■ What the exercise asks
Rewrite every line of the items below, requests included, and scale each coordinate in the answers by 2.45, rounding to the nearest whole number with halves rounded up. Leave the numbers in the requests unchanged.

■ Entries provided
□ □ □ □ □

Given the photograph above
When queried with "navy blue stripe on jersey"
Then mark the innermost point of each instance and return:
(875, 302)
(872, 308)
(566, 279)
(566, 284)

□ □ □ □ □

■ Solution to this exercise
Given the photograph above
When queried with "navy blue stripe on jersey"
Then mark the innermost point of each instance and return:
(2144, 740)
(2136, 755)
(1387, 684)
(1387, 696)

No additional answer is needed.